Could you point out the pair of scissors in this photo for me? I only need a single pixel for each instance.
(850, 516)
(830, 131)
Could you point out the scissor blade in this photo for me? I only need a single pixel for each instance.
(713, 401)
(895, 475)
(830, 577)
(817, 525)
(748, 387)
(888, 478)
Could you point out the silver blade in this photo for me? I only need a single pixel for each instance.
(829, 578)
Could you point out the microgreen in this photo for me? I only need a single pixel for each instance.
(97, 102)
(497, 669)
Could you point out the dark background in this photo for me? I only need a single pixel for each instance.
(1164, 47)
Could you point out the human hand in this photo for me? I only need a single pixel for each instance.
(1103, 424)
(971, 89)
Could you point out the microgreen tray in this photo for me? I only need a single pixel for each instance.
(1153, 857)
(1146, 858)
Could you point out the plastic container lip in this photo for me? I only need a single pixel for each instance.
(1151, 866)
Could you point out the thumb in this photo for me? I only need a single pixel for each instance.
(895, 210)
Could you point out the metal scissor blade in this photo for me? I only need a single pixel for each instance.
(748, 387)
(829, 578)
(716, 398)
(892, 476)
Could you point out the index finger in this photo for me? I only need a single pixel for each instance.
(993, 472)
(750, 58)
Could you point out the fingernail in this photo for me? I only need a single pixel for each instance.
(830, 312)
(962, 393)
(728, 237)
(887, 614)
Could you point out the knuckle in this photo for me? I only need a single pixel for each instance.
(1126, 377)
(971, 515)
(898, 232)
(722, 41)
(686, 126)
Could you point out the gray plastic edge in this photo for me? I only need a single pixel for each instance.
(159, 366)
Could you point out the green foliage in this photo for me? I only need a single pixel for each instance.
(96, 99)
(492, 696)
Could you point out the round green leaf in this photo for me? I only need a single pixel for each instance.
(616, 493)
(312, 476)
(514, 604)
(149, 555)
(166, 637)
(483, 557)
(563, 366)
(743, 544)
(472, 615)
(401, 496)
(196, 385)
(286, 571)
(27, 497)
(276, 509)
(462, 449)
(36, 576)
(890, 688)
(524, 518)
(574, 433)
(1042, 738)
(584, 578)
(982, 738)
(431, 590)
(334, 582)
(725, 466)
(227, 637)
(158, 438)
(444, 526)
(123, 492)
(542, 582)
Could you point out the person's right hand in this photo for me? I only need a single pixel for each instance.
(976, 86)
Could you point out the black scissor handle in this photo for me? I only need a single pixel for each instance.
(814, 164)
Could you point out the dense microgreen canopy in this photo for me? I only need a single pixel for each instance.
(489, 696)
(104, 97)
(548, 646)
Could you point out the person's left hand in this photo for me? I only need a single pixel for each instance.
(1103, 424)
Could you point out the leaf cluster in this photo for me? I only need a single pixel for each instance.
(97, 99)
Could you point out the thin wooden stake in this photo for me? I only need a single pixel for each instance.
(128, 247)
··········
A verbatim copy of the lines from the one with "Could you point out the leaf" to the end of the listing is the whole answer.

> Task response:
Could you point out the leaf cluster in this photo for me? I only need a single pixel for each instance.
(97, 99)
Could you point out the thin wooden stake in this photo for me? I only need a single pixel for each instance.
(128, 247)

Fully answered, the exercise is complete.